# TEXT FOR ANALYSIS
'''
Dakota Johnson thinks cancel culture is “such a f— downer. I hate that term.”

The “Fifty Shades of Grey” star was addressing a recent question from the Hollywood Reporter about embattled actors she’s worked with in the past, including Armie Hammer on “The Social Network,” Shia LaBeouf on “The Peanut Butter Falcon” and Johnny Depp on “Black Mass.” All three men have been accused of varying degrees of misconduct by former partners.

“I never experienced that firsthand from any of those people,” she told the trade outlet. “I had an incredible time working with them; I feel sad for the loss of great artists. I feel sad for people needing help and perhaps not getting it in time. I feel sad for anyone who was harmed or hurt. It’s just really sad.”

She’s also sad about how far #MeToo and cancel culture have gone.

“I think there’s definitely a major overcorrection happening,” she told THR. “But I do believe that there’s a way for the pendulum to find the middle.”

Accusations of misconduct by Hammer, LaBeouf and Depp have put their careers in jeopardy. Of the three, only Hammer has projects in the wings: The Kenneth Branagh-directed “Death on the Nile” is due Feb. 11, while Taika Waititi’s soccer comedy, “Next Goal Wins,” lists 2022 as a release date, per IMDb.
'''
# INFORMATION SHOWN
'''
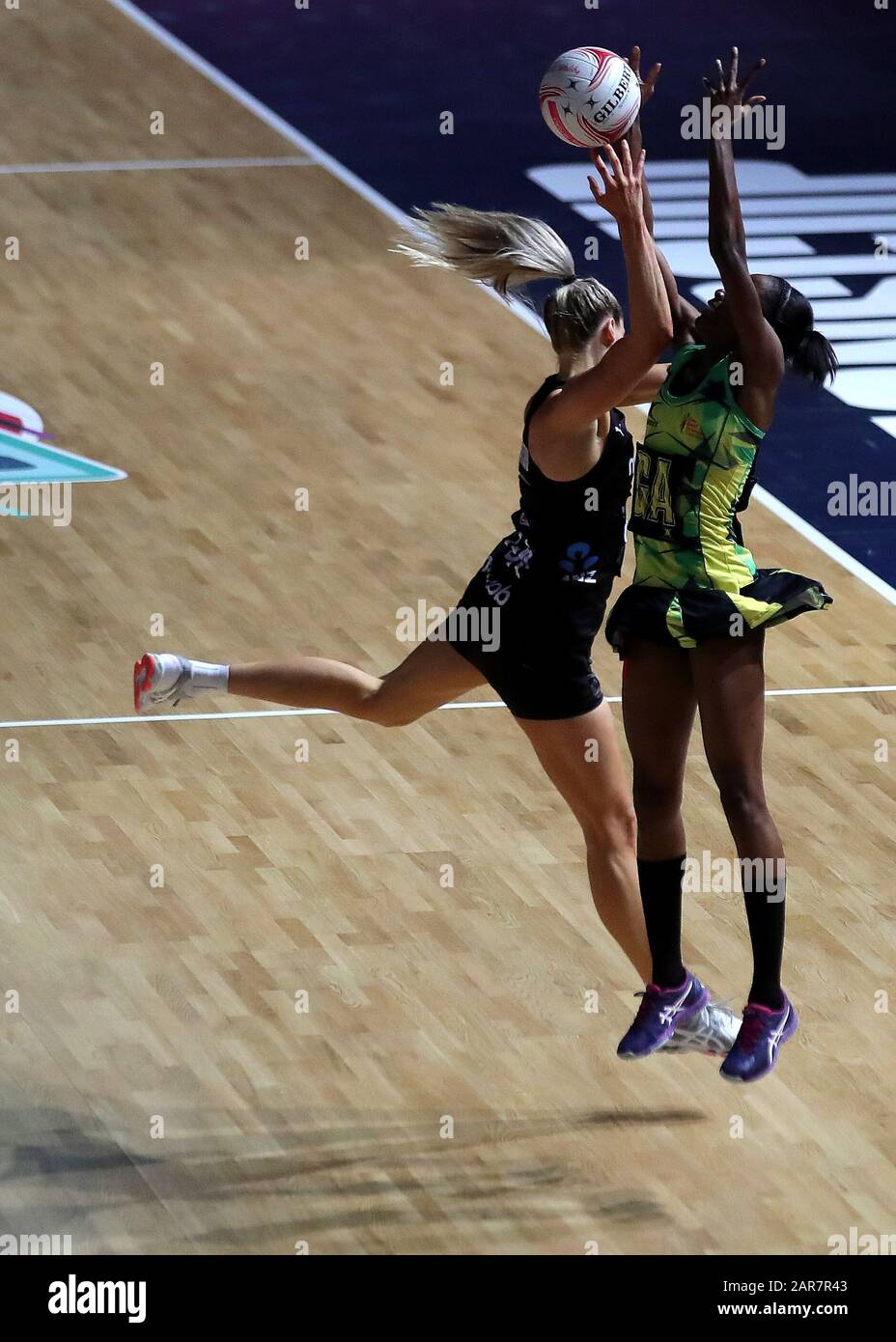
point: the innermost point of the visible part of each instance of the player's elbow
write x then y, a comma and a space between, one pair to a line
726, 248
660, 334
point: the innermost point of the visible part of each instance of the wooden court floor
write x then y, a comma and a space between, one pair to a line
445, 1091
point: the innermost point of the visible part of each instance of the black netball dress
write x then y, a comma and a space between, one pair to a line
530, 615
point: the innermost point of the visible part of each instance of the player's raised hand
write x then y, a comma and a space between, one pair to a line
729, 90
647, 83
623, 191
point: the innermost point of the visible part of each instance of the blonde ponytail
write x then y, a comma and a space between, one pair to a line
503, 251
509, 251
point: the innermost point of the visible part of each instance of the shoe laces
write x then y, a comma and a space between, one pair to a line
751, 1028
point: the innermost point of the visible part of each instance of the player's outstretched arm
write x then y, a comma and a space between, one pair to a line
592, 393
759, 348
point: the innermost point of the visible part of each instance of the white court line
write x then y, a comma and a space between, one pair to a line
154, 164
314, 713
386, 207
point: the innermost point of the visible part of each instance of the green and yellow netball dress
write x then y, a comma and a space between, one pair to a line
693, 578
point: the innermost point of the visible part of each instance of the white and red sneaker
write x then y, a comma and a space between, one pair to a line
160, 678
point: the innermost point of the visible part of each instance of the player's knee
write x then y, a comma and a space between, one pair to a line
385, 709
612, 826
657, 795
741, 796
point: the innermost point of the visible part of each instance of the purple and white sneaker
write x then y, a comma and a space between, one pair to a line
755, 1048
660, 1012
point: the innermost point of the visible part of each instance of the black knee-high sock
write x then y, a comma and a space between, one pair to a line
661, 899
765, 905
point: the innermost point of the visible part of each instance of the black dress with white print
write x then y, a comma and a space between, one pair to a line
529, 618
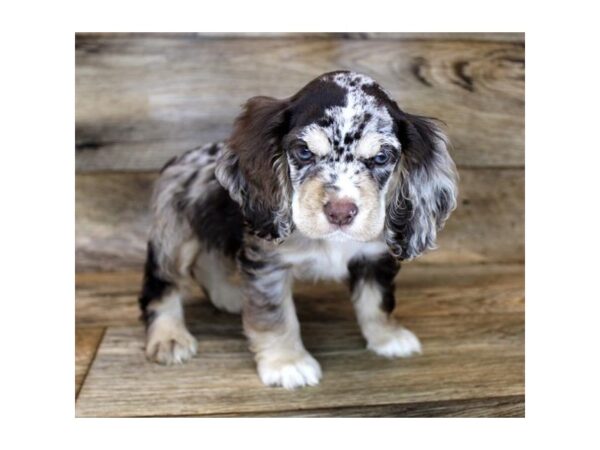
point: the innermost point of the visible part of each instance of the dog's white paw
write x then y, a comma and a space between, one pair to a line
289, 371
394, 341
169, 342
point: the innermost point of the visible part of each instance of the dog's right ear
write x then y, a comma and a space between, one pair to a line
253, 167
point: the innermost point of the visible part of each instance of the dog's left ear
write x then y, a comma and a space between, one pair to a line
426, 187
253, 167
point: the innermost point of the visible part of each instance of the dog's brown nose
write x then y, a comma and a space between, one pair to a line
340, 212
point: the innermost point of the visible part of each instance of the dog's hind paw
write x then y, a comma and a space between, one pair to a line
290, 372
169, 342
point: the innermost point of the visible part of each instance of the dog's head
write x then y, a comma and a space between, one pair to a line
340, 160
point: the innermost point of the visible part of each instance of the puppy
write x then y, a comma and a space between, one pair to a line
335, 182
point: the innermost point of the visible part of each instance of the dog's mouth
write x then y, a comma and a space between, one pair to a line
340, 233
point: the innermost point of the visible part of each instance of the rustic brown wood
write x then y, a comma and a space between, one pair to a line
469, 318
110, 299
510, 406
112, 220
471, 357
87, 340
142, 98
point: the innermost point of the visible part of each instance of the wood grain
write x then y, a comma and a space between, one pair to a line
509, 406
110, 299
142, 98
470, 320
112, 220
87, 340
464, 358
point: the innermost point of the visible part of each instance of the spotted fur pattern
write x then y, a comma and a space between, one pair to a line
245, 217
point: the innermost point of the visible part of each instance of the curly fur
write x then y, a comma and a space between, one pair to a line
255, 209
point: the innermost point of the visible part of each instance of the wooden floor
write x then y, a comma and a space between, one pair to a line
470, 320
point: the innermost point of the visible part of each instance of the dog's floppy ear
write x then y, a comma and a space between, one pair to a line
425, 190
253, 167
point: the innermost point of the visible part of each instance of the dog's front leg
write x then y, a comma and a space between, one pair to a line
270, 321
372, 284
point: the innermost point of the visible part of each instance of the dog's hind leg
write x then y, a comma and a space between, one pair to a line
167, 339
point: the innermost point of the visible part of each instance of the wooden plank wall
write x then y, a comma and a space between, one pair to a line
141, 98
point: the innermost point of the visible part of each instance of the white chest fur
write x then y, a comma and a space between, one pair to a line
325, 259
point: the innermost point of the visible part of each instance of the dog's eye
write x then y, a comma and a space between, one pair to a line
303, 153
381, 158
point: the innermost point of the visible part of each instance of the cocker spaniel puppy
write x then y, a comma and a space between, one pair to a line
334, 182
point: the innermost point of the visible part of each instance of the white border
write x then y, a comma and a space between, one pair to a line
38, 228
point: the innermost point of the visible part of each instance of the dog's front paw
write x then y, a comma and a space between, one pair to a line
169, 342
289, 371
394, 341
'''
# TASKS TO PERFORM
1. Answer these questions about the article on Dakota Johnson:
(a) In which film did Johnson work with Johnny Depp?
(b) What phrase does Johnson use to describe what is happening with #MeToo and cancel culture?
(c) On what date is "Death on the Nile" due?
2. Continue the article on Dakota Johnson from its final sentence.
The entries above are separate material and have no connection to the article on Dakota Johnson.

# EXPECTED RESPONSES
1.
(a) "Black Mass"
(b) "a major overcorrection"
(c) Feb. 11

2.
Depp has faced allegations of physical abuse by ex-wife Amber Heard. LaBeouf is facing a civil lawsuit in which ex-girlfriend FKA twigs has accused him of physical assault, sexual battery including knowingly giving her a sexually transmitted disease, and verbal and emotional abuse. Hammer reportedly has been in rehab for drug, alcohol and sex addictions since late May, a couple of months after allegations of sexual misconduct and rape were raised against him.

All three men have denied or disputed the allegations.

“I do believe that people can change,” Johnson said. “I want to believe in the power of a human being to change and evolve and get help and help other people.”

That said, the 32-year-old daughter of Melanie Griffith and Don Johnson thinks that change in the entertainment industry needs to go way beyond just calling out sexual misconduct.

Studios have an “antiquated mindset,” she said, about what movies should be made, who should be cast, what equality and diversity look like and how much people should be paid.

“Sometimes,” Johnson said, “the old school needs to be moved out for the new school to come in.”